• [Required action] Filter the records for "mustard" and keep each line that has it.
┌──
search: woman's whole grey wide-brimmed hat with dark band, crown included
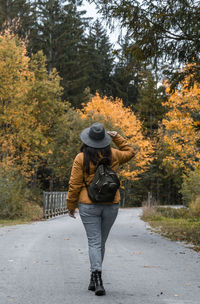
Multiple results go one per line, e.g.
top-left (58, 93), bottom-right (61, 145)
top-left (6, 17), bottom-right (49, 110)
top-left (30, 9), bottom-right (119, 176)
top-left (80, 122), bottom-right (111, 148)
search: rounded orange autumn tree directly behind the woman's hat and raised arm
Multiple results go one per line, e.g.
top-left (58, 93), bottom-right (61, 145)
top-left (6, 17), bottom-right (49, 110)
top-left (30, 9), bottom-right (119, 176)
top-left (80, 94), bottom-right (153, 180)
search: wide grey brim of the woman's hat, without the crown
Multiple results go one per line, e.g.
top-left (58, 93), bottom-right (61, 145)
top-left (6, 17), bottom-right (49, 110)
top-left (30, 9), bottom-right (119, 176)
top-left (80, 128), bottom-right (111, 148)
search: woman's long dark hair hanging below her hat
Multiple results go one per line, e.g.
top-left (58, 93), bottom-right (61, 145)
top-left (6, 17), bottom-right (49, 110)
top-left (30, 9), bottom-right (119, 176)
top-left (81, 144), bottom-right (112, 174)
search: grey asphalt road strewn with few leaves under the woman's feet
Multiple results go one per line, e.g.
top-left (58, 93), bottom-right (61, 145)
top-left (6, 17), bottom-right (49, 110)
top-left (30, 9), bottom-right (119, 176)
top-left (0, 208), bottom-right (200, 304)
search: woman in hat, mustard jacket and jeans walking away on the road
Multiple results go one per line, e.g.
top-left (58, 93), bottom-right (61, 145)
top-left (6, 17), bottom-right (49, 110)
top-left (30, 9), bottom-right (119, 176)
top-left (67, 123), bottom-right (135, 296)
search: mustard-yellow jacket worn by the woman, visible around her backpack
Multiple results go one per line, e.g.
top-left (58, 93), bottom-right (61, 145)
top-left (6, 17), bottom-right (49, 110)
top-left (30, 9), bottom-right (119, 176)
top-left (67, 134), bottom-right (135, 210)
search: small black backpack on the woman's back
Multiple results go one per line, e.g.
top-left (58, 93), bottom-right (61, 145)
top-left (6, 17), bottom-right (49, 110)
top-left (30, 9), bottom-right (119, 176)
top-left (84, 158), bottom-right (120, 203)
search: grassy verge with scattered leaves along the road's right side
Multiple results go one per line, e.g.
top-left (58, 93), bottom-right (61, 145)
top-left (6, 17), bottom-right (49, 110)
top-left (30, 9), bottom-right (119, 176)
└──
• [Solution to the exercise]
search: woman in hat, mustard jacket and jeans walking away on the road
search: mustard-yellow jacket worn by the woman, visible around her backpack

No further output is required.